◆ SOURCE
* * * * * * * * *

Bertrand Amar, comment vous est venue l'idée du projet ES1 ?

Je viens de l'univers des chaînes thématiques. Je suis né médiatiquement sur Canal J. J'ai produit pour beaucoup de chaînes thématiques. C'est un environnement que je connais bien. Au-delà de ces émissions, je produis depuis quelques années des émissions d'eSport. Ça a démarré en 2012 avec un documentaire sur Bruce Grannec. En 2015, avec une première compétition diffusée sur l'Equipe 21, l'ESWC FIFA. Au lendemain de cette compétition, qui avait été un carton d'audience, car on avait multiplié par 4 l'audience sur cette cible et sur cette tranche, je me suis dit « tiens, l'esport à la TV, c'est là et demain il y aura une chaîne de télévision ! » J'ai commencé à travailler sur cette idée. En parallèle, on a continué à créer des contenus eSport à la télévision : l'eFootball League, beIN eSports, l'Orange eLigue 1 et le projet grandissait, grandissait. Mais je me suis rendu compte que cela coûtait cher de faire une chaîne de télévision et pour faire baisser le prix de cette chaîne, j'avais besoin de personnes qui investissent dedans. Et donc, on a rejoint Webedia, qui dispose de studios, de droits sur des compétitions qu'ils organisent, de teams, que ce soit Millenium ou le Paris Saint-Germain, de journalistes... bref, il y avait une synergie possible qui nous permettait d'avoir le plus de chances de voir le projet voir le jour.

* * * * * * * * *

◆ CONSIGNE A
Répondez à ces questions d'après l'entretien sur le projet ES1 :
(i) Sur quelle chaîne Bertrand Amar dit-il être né médiatiquement ?
(ii) En quelle année et avec quel documentaire ses émissions d'eSport ont-elles démarré ?
(iii) Quelle entreprise a-t-il rejointe pour mener le projet à bien ?
◆ CONSIGNE B
Dans l'entretien sur le projet ES1, traduisez en anglais la phrase « Mais je me suis rendu compte que cela coûtait cher de faire une chaîne de télévision et pour faire baisser le prix de cette chaîne, j'avais besoin de personnes qui investissent dedans. »

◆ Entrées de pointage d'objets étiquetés
* * * * * * * * *

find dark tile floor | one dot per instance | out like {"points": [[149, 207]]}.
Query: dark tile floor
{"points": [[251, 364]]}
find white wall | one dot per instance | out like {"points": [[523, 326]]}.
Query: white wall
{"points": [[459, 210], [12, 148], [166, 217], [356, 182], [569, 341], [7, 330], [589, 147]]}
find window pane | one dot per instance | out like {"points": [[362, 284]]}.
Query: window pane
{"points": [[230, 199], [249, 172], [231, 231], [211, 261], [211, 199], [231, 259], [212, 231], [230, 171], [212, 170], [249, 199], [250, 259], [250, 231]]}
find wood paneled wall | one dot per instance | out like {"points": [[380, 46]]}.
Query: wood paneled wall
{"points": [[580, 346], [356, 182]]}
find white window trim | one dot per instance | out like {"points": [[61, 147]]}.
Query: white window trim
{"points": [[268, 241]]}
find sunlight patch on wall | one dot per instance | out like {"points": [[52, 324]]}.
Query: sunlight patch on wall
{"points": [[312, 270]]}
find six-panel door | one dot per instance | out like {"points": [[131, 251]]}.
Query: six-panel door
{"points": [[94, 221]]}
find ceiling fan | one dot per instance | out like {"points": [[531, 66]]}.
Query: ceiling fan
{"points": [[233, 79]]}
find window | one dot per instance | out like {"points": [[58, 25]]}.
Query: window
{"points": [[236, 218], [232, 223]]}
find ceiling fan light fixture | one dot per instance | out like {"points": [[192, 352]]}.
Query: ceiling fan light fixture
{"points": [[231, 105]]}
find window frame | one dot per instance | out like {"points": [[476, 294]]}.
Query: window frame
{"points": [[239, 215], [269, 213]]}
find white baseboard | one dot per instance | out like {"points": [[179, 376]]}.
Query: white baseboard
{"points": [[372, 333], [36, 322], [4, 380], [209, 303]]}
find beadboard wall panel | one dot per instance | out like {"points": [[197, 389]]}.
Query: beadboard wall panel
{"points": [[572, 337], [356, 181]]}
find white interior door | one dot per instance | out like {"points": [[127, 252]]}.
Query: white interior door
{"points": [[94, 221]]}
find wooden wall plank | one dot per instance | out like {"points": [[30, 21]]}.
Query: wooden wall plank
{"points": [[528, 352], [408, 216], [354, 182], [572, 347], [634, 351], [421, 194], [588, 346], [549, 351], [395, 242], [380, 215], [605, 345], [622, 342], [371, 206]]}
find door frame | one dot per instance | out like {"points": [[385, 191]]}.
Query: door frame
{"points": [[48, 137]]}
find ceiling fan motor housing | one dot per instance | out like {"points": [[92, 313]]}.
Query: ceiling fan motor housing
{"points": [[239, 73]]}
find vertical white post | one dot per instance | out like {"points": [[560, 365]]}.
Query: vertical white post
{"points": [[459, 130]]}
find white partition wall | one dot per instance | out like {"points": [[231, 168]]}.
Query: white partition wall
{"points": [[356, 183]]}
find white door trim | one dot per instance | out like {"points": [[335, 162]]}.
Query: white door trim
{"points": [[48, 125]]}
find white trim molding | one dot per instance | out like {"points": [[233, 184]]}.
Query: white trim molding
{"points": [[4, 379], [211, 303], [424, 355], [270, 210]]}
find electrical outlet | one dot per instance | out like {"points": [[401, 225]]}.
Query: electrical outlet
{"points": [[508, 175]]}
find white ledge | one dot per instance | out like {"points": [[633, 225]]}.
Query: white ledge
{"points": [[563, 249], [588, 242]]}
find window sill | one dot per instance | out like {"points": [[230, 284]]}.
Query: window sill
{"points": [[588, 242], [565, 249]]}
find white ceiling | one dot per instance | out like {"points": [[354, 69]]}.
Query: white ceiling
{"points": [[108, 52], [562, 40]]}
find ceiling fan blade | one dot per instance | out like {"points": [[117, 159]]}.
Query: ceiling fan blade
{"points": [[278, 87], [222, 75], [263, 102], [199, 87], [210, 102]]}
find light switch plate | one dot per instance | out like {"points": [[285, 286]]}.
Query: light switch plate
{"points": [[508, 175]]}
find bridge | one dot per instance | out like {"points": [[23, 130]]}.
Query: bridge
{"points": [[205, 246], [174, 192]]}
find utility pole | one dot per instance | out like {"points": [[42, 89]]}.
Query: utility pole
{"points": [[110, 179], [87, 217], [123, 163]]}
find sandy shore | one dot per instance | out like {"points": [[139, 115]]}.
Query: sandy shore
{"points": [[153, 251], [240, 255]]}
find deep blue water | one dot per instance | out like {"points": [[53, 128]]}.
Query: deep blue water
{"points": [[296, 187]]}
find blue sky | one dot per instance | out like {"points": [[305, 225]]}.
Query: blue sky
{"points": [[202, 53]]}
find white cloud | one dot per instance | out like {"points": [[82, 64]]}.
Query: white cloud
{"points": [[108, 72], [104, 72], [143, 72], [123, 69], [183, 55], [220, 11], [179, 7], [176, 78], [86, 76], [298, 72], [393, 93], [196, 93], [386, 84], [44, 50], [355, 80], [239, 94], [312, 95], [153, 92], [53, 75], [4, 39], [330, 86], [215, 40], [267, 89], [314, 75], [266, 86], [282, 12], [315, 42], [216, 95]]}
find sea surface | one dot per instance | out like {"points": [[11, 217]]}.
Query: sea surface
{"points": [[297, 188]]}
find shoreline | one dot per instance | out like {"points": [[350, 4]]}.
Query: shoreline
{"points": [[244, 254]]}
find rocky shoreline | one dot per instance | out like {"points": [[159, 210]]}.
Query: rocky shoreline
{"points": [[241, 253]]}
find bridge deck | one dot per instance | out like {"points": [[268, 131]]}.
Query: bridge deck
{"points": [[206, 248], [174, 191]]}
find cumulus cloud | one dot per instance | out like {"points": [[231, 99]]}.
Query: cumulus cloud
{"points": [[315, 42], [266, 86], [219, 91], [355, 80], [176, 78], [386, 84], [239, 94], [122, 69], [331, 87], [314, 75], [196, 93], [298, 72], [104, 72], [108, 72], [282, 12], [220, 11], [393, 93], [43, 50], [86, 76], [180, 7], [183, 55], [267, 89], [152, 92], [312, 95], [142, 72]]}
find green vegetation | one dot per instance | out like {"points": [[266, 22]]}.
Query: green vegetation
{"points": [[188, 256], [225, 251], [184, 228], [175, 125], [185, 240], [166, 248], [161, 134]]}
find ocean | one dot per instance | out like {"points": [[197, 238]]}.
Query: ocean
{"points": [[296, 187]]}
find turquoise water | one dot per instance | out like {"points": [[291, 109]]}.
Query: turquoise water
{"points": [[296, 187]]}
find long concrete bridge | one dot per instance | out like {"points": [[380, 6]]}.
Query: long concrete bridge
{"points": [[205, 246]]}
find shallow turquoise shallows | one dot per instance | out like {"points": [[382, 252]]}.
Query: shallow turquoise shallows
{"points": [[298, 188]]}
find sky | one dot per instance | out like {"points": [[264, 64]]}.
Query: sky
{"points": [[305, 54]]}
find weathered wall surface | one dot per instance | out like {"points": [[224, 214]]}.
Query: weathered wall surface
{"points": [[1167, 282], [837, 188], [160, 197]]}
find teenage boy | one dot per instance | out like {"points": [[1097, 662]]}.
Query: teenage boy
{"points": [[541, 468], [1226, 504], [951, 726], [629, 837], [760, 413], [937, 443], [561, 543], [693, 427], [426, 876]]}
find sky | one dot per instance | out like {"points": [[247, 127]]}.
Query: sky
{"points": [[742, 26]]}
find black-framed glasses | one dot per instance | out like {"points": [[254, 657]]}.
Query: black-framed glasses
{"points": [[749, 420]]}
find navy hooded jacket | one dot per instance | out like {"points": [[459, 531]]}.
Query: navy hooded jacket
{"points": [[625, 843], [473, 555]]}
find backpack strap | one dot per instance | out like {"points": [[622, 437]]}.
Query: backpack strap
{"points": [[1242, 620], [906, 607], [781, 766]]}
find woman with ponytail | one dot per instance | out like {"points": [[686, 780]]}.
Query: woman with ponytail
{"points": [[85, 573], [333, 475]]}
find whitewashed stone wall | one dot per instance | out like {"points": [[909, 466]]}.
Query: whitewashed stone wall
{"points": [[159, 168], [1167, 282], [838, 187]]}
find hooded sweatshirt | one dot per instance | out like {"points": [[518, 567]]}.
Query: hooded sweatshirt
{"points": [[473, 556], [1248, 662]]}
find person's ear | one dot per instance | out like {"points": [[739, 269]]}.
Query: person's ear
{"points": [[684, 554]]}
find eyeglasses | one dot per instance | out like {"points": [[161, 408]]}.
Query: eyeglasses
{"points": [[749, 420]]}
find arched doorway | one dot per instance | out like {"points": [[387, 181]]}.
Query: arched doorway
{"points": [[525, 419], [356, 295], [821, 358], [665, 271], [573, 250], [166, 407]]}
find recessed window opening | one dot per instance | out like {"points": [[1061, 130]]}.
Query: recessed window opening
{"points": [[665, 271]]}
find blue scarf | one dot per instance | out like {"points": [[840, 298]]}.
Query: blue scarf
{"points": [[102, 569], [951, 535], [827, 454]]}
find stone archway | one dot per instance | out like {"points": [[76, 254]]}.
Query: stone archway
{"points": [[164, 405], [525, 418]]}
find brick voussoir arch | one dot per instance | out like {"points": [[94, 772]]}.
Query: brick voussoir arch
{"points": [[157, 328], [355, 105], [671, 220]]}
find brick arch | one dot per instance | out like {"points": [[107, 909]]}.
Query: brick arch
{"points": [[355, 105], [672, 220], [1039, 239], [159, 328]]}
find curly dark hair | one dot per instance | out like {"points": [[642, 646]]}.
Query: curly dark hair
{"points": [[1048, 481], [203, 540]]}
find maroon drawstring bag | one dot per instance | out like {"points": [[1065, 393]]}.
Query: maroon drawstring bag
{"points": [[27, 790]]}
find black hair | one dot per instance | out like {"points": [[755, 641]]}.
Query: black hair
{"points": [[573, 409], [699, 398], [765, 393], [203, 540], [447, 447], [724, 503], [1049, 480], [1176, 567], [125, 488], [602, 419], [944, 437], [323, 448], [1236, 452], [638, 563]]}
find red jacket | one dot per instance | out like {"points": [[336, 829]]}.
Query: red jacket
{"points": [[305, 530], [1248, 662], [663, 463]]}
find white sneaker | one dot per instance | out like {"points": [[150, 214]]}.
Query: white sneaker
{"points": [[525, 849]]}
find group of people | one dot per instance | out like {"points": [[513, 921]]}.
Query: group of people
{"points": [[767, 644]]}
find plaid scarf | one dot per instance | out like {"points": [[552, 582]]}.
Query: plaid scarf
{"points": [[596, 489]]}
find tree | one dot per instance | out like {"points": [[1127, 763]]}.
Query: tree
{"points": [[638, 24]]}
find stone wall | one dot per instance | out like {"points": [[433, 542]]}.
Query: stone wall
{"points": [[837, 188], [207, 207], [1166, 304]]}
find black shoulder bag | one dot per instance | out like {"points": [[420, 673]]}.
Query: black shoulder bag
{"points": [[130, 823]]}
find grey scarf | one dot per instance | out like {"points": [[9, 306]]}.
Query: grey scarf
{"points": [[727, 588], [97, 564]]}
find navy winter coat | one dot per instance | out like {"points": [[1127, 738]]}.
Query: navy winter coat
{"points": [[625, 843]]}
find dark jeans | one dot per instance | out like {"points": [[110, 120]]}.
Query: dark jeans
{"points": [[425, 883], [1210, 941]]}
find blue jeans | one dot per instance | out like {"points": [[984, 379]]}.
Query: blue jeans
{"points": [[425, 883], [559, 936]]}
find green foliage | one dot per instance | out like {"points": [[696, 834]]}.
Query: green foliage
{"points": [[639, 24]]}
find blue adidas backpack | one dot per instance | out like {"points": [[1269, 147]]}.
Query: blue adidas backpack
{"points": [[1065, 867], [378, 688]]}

* * * * * * * * *

◆ RÉPONSE ATTENDUE A
(i) Canal J.
(ii) En 2012, avec un documentaire sur Bruce Grannec.
(iii) Webedia.

◆ RÉPONSE ATTENDUE B
But I realized that making a television channel was expensive, and to bring down the cost of this channel, I needed people to invest in it.